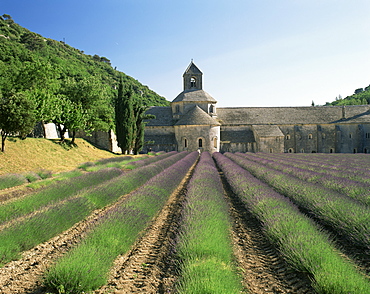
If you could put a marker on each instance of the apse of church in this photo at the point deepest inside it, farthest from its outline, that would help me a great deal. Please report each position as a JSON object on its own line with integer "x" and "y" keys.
{"x": 194, "y": 122}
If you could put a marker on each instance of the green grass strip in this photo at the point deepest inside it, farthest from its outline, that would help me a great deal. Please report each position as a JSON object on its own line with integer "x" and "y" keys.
{"x": 204, "y": 247}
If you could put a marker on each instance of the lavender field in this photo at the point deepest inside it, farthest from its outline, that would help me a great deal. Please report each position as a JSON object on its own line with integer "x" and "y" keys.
{"x": 190, "y": 223}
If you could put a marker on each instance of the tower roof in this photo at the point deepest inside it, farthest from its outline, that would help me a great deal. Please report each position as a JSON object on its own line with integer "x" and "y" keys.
{"x": 192, "y": 69}
{"x": 197, "y": 116}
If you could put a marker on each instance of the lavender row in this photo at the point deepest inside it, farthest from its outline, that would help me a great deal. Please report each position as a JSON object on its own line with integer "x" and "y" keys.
{"x": 349, "y": 218}
{"x": 204, "y": 245}
{"x": 86, "y": 267}
{"x": 328, "y": 163}
{"x": 354, "y": 189}
{"x": 150, "y": 160}
{"x": 298, "y": 238}
{"x": 58, "y": 191}
{"x": 99, "y": 195}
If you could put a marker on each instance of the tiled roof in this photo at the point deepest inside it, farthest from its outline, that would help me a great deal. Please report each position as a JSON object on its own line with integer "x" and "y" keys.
{"x": 194, "y": 95}
{"x": 196, "y": 116}
{"x": 161, "y": 139}
{"x": 268, "y": 130}
{"x": 192, "y": 68}
{"x": 239, "y": 136}
{"x": 163, "y": 116}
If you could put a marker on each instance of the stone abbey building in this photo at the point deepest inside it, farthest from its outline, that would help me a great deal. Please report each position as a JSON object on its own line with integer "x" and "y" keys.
{"x": 193, "y": 122}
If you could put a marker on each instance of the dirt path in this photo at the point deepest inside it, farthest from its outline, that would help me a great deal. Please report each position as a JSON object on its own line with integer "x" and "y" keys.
{"x": 151, "y": 266}
{"x": 263, "y": 269}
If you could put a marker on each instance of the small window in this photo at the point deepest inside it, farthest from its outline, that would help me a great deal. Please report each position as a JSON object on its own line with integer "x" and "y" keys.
{"x": 193, "y": 82}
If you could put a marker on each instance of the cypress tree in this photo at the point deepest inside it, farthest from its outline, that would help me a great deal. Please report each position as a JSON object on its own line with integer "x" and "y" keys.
{"x": 124, "y": 118}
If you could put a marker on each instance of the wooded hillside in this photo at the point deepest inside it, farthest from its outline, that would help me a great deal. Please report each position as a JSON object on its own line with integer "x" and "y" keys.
{"x": 47, "y": 80}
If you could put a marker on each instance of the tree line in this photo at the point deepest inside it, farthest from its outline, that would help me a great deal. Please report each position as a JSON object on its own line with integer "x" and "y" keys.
{"x": 44, "y": 80}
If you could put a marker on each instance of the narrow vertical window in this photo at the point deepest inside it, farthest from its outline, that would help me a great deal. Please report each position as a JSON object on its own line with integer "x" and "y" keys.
{"x": 193, "y": 82}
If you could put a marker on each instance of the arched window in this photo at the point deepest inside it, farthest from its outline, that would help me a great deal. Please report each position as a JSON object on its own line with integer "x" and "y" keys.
{"x": 193, "y": 82}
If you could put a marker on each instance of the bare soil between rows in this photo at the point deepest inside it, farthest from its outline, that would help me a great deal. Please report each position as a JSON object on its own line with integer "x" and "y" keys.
{"x": 152, "y": 266}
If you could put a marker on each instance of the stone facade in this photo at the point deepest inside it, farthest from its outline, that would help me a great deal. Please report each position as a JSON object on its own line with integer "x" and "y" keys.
{"x": 192, "y": 122}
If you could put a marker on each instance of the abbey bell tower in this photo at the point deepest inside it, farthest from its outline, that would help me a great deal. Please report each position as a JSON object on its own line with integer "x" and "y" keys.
{"x": 192, "y": 78}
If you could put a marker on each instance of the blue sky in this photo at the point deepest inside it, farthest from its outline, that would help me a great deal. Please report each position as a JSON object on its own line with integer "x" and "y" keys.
{"x": 251, "y": 52}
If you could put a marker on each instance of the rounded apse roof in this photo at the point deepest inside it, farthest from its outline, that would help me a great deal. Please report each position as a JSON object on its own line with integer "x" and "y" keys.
{"x": 194, "y": 95}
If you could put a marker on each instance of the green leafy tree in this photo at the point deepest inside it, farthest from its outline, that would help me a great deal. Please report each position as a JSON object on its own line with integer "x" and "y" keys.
{"x": 82, "y": 102}
{"x": 124, "y": 118}
{"x": 17, "y": 116}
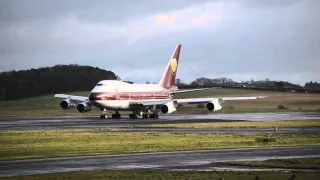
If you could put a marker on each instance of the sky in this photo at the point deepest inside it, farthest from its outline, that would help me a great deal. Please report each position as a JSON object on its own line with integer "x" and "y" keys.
{"x": 237, "y": 39}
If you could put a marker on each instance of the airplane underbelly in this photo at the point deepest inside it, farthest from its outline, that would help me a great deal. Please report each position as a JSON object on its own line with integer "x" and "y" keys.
{"x": 113, "y": 104}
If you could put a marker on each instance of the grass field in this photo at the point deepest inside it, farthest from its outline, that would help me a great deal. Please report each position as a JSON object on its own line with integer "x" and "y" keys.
{"x": 296, "y": 163}
{"x": 170, "y": 175}
{"x": 49, "y": 106}
{"x": 263, "y": 124}
{"x": 56, "y": 143}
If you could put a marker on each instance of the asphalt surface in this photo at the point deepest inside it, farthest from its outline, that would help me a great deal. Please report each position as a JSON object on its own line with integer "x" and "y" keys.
{"x": 184, "y": 160}
{"x": 72, "y": 122}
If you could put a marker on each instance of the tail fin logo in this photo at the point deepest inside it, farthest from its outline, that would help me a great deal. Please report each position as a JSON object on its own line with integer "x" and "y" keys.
{"x": 174, "y": 65}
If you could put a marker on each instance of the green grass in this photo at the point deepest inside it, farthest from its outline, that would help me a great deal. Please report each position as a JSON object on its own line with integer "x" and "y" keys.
{"x": 57, "y": 143}
{"x": 169, "y": 175}
{"x": 296, "y": 163}
{"x": 49, "y": 106}
{"x": 227, "y": 124}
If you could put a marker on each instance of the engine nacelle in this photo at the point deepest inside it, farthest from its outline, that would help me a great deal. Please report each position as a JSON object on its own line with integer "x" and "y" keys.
{"x": 84, "y": 107}
{"x": 67, "y": 104}
{"x": 168, "y": 108}
{"x": 213, "y": 106}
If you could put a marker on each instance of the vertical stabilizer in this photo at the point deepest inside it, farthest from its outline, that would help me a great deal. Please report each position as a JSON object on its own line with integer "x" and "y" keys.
{"x": 168, "y": 78}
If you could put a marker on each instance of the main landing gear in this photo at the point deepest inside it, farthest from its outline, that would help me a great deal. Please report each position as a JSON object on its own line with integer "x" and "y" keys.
{"x": 144, "y": 116}
{"x": 134, "y": 115}
{"x": 116, "y": 115}
{"x": 104, "y": 114}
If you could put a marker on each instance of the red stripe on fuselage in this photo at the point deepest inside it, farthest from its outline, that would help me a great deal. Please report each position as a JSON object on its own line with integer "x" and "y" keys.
{"x": 127, "y": 95}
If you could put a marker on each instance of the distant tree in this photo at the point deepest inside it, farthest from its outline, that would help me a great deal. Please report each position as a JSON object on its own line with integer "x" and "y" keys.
{"x": 49, "y": 80}
{"x": 2, "y": 95}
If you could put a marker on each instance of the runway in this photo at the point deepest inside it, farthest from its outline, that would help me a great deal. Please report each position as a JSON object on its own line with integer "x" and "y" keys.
{"x": 184, "y": 160}
{"x": 76, "y": 122}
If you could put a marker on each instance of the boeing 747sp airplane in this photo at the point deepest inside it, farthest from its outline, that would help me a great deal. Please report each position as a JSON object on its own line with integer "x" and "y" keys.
{"x": 146, "y": 100}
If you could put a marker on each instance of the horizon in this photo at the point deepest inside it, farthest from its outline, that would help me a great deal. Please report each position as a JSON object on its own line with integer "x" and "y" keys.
{"x": 237, "y": 39}
{"x": 153, "y": 82}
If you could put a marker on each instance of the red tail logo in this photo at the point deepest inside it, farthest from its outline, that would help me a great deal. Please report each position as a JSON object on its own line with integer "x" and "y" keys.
{"x": 168, "y": 78}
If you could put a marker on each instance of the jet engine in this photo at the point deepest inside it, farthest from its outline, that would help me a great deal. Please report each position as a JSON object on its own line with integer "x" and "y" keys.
{"x": 213, "y": 106}
{"x": 168, "y": 108}
{"x": 67, "y": 104}
{"x": 84, "y": 107}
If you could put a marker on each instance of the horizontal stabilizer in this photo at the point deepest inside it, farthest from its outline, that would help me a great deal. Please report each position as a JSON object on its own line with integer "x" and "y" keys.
{"x": 71, "y": 97}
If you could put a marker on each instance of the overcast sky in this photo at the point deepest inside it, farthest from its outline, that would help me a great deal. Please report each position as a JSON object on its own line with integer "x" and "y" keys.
{"x": 238, "y": 39}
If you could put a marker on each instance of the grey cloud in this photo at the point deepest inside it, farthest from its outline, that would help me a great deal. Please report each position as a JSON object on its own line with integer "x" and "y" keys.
{"x": 259, "y": 40}
{"x": 91, "y": 10}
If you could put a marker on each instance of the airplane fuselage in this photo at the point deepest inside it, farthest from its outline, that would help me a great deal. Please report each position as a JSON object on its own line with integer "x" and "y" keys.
{"x": 117, "y": 95}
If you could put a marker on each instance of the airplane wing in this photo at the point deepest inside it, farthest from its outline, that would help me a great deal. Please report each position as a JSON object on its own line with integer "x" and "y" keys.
{"x": 205, "y": 100}
{"x": 190, "y": 90}
{"x": 192, "y": 100}
{"x": 71, "y": 97}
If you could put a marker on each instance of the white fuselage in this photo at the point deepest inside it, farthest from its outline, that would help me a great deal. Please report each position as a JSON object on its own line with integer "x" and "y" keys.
{"x": 117, "y": 95}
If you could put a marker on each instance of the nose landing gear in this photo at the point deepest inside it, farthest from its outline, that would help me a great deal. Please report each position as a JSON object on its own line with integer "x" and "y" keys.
{"x": 104, "y": 114}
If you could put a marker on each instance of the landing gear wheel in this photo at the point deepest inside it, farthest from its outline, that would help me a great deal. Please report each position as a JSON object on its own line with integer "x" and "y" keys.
{"x": 145, "y": 116}
{"x": 103, "y": 116}
{"x": 133, "y": 116}
{"x": 154, "y": 116}
{"x": 116, "y": 116}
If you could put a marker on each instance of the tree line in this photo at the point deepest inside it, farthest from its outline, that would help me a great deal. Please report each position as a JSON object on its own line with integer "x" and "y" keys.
{"x": 50, "y": 80}
{"x": 265, "y": 84}
{"x": 68, "y": 78}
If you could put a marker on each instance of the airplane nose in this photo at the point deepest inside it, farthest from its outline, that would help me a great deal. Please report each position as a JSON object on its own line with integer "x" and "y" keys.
{"x": 94, "y": 96}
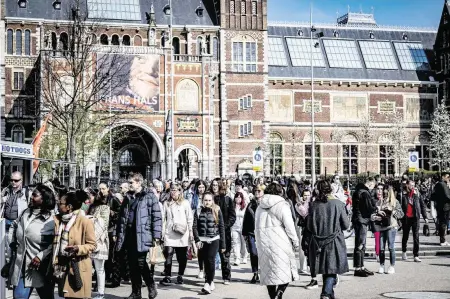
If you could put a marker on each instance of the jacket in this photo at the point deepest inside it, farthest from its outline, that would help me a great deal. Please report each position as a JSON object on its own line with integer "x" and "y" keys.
{"x": 205, "y": 226}
{"x": 101, "y": 221}
{"x": 363, "y": 205}
{"x": 227, "y": 207}
{"x": 33, "y": 239}
{"x": 419, "y": 207}
{"x": 248, "y": 223}
{"x": 148, "y": 220}
{"x": 81, "y": 234}
{"x": 14, "y": 203}
{"x": 276, "y": 239}
{"x": 177, "y": 213}
{"x": 441, "y": 196}
{"x": 327, "y": 250}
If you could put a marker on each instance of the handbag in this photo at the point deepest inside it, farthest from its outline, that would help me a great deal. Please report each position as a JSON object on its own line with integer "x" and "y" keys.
{"x": 156, "y": 255}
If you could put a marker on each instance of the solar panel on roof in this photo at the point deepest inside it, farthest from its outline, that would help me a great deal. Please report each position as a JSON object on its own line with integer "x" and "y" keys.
{"x": 277, "y": 55}
{"x": 114, "y": 9}
{"x": 342, "y": 53}
{"x": 300, "y": 52}
{"x": 412, "y": 56}
{"x": 378, "y": 55}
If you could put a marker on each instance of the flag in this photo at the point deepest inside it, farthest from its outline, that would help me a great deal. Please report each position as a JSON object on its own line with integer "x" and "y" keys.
{"x": 37, "y": 142}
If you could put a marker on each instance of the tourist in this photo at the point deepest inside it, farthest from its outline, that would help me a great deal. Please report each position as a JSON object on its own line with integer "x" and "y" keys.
{"x": 31, "y": 238}
{"x": 276, "y": 241}
{"x": 327, "y": 220}
{"x": 209, "y": 234}
{"x": 178, "y": 233}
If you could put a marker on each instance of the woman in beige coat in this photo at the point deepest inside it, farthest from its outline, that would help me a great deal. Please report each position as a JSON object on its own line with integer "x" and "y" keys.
{"x": 74, "y": 242}
{"x": 178, "y": 235}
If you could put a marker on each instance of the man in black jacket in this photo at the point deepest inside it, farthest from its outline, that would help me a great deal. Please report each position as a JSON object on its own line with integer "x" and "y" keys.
{"x": 363, "y": 207}
{"x": 227, "y": 207}
{"x": 413, "y": 206}
{"x": 441, "y": 196}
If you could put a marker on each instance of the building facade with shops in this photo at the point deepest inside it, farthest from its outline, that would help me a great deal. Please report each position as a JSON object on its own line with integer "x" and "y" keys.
{"x": 239, "y": 82}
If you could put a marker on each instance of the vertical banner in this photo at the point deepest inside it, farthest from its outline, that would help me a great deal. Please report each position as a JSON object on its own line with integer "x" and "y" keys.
{"x": 413, "y": 161}
{"x": 129, "y": 82}
{"x": 258, "y": 161}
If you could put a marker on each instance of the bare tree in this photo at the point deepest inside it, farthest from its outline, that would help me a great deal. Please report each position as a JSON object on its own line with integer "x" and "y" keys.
{"x": 399, "y": 140}
{"x": 440, "y": 137}
{"x": 75, "y": 80}
{"x": 366, "y": 135}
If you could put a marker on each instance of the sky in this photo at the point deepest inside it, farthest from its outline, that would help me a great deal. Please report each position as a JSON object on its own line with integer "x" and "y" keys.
{"x": 418, "y": 13}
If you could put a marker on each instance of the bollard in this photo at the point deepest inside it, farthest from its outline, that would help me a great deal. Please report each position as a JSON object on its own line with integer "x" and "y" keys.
{"x": 2, "y": 257}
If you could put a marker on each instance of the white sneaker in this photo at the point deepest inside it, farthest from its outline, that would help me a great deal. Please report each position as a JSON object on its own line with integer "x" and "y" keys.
{"x": 201, "y": 275}
{"x": 391, "y": 270}
{"x": 206, "y": 288}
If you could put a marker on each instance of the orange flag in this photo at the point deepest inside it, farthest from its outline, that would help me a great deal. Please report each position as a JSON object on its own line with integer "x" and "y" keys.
{"x": 37, "y": 143}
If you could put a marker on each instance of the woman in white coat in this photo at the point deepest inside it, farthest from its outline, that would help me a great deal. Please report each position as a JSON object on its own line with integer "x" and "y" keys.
{"x": 178, "y": 217}
{"x": 237, "y": 240}
{"x": 276, "y": 241}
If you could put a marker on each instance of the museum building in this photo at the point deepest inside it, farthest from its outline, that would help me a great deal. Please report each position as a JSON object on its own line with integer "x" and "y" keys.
{"x": 238, "y": 83}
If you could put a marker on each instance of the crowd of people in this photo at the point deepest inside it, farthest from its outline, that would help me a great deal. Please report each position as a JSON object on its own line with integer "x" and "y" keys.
{"x": 58, "y": 235}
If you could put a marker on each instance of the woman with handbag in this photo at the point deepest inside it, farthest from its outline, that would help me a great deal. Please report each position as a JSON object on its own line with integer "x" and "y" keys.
{"x": 386, "y": 223}
{"x": 178, "y": 234}
{"x": 99, "y": 212}
{"x": 209, "y": 234}
{"x": 74, "y": 242}
{"x": 31, "y": 238}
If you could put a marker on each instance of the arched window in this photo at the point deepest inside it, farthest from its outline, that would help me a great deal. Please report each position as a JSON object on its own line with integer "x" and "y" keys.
{"x": 199, "y": 45}
{"x": 104, "y": 39}
{"x": 216, "y": 48}
{"x": 276, "y": 154}
{"x": 176, "y": 46}
{"x": 64, "y": 42}
{"x": 18, "y": 134}
{"x": 27, "y": 42}
{"x": 126, "y": 40}
{"x": 115, "y": 40}
{"x": 9, "y": 41}
{"x": 18, "y": 42}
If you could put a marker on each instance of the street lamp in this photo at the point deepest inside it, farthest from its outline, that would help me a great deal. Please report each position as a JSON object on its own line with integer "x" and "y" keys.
{"x": 313, "y": 141}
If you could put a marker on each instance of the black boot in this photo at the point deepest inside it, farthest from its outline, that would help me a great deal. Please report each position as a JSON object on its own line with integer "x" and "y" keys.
{"x": 152, "y": 293}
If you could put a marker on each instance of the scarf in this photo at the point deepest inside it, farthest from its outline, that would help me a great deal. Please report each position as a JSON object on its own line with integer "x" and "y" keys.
{"x": 62, "y": 241}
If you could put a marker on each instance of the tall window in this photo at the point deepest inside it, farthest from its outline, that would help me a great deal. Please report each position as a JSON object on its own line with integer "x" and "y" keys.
{"x": 199, "y": 45}
{"x": 19, "y": 108}
{"x": 9, "y": 41}
{"x": 276, "y": 154}
{"x": 17, "y": 134}
{"x": 216, "y": 48}
{"x": 27, "y": 42}
{"x": 387, "y": 163}
{"x": 350, "y": 159}
{"x": 176, "y": 46}
{"x": 18, "y": 80}
{"x": 308, "y": 159}
{"x": 244, "y": 56}
{"x": 18, "y": 42}
{"x": 424, "y": 157}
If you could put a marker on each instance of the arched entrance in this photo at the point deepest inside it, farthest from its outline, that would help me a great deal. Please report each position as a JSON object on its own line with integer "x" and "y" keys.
{"x": 188, "y": 164}
{"x": 134, "y": 150}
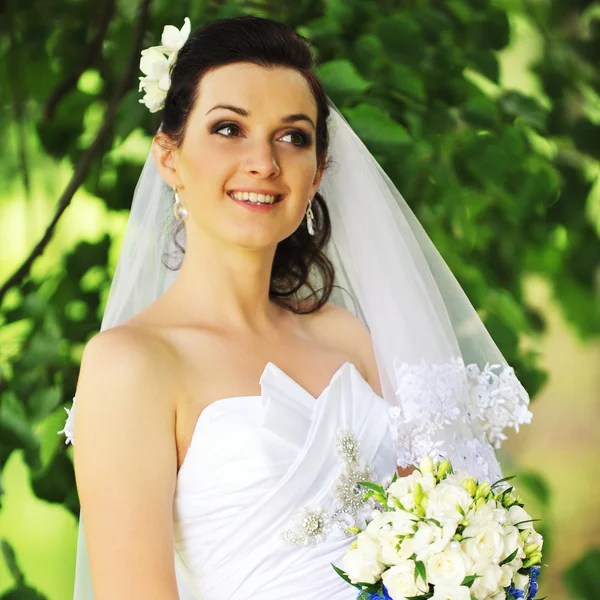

== == ==

Update the stretch from the line containing "the arched entrance" through the end of the items, replacing "arched entrance" with "arched doorway" and changing nothing else. Leave the pictures out of your answer.

If you could put a marker on each instance of the arched doorway in this photo at the point deepest inside it, farthest from its outline, that would help me a great deal. Please report each position as a JSON object on its own line with integer "x" and "y" keys.
{"x": 188, "y": 164}
{"x": 134, "y": 150}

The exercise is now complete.